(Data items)
------------------------------------
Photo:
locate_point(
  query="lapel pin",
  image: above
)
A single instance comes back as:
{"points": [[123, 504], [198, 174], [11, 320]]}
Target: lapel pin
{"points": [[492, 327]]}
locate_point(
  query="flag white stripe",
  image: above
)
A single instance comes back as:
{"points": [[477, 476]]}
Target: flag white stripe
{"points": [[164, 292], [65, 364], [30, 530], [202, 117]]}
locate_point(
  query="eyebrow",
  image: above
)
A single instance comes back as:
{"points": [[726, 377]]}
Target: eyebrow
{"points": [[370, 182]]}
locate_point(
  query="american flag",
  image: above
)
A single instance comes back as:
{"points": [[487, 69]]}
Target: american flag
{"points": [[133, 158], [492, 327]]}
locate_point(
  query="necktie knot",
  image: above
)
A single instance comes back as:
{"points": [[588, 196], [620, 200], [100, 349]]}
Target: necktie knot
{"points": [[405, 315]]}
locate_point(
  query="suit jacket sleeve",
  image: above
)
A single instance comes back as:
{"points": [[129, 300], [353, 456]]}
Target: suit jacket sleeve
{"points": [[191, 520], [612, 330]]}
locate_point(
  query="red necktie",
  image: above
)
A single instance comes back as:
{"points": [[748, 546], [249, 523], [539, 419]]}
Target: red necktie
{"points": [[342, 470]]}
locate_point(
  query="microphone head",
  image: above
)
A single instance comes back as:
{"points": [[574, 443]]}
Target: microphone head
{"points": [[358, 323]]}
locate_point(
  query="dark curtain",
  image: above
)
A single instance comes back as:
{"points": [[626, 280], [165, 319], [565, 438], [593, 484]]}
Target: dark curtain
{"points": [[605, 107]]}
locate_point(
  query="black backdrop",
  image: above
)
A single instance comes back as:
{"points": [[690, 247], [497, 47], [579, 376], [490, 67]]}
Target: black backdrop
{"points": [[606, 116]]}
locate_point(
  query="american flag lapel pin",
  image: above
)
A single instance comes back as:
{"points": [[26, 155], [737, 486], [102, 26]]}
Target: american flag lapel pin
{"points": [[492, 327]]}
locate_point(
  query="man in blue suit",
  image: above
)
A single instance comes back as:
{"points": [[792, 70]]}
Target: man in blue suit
------------------------------------
- GIVEN EXERCISE
Reproduce the full listing exactly.

- EXERCISE ANSWER
Photo:
locate_point(
  query="lapel pin",
  image: above
)
A single instance comes back as:
{"points": [[123, 504], [198, 174], [11, 320]]}
Target: lapel pin
{"points": [[492, 327]]}
locate_point(
  query="flag white stripe",
  image: above
)
A single instance comes back as:
{"points": [[477, 476]]}
Target: flag white stripe
{"points": [[164, 292], [65, 364], [30, 530], [202, 117]]}
locate_point(
  query="eyebrow",
  image: above
)
A single instance comes back as:
{"points": [[726, 377]]}
Target: eyebrow
{"points": [[370, 182]]}
locate_point(
  query="american flag",
  image: above
)
A single instance comes back as:
{"points": [[487, 69]]}
Target: american flag
{"points": [[133, 158], [492, 327]]}
locate_point(
  query="necktie knot",
  image: above
)
A single instance comes back as:
{"points": [[588, 196], [620, 200], [100, 349]]}
Target: necktie knot
{"points": [[405, 315]]}
locate_point(
  query="suit jacket sleeve",
  image: above
)
A single instance comes back as:
{"points": [[129, 300], [353, 456]]}
Target: suit jacket sleeve
{"points": [[191, 520], [612, 330]]}
locate_point(
  query="red necktie",
  image: above
)
A single instance comes back as:
{"points": [[748, 546], [249, 523], [539, 419]]}
Target: red necktie
{"points": [[342, 470]]}
locate_point(
  query="microphone head",
  image: above
)
A single instance comes back as:
{"points": [[574, 443]]}
Target: microphone head
{"points": [[358, 323]]}
locate_point(
  query="dark curtain",
  image: above
)
A single instance comes back as:
{"points": [[626, 280], [165, 319], [565, 438], [593, 484]]}
Target: dark curtain
{"points": [[605, 107]]}
locate_point(
  query="black backdrop",
  image: above
)
A single instance comes back as:
{"points": [[690, 247], [497, 47], [579, 376], [490, 67]]}
Target: black backdrop
{"points": [[606, 116]]}
locate_point(
  query="american flag lapel pin",
  image: above
)
A single instance comes back as:
{"points": [[26, 155], [737, 486], [102, 26]]}
Target: american flag lapel pin
{"points": [[492, 327]]}
locate_point(
  query="man in blue suit",
  image: above
)
A single instance comes back as:
{"points": [[792, 70]]}
Target: man in blue suit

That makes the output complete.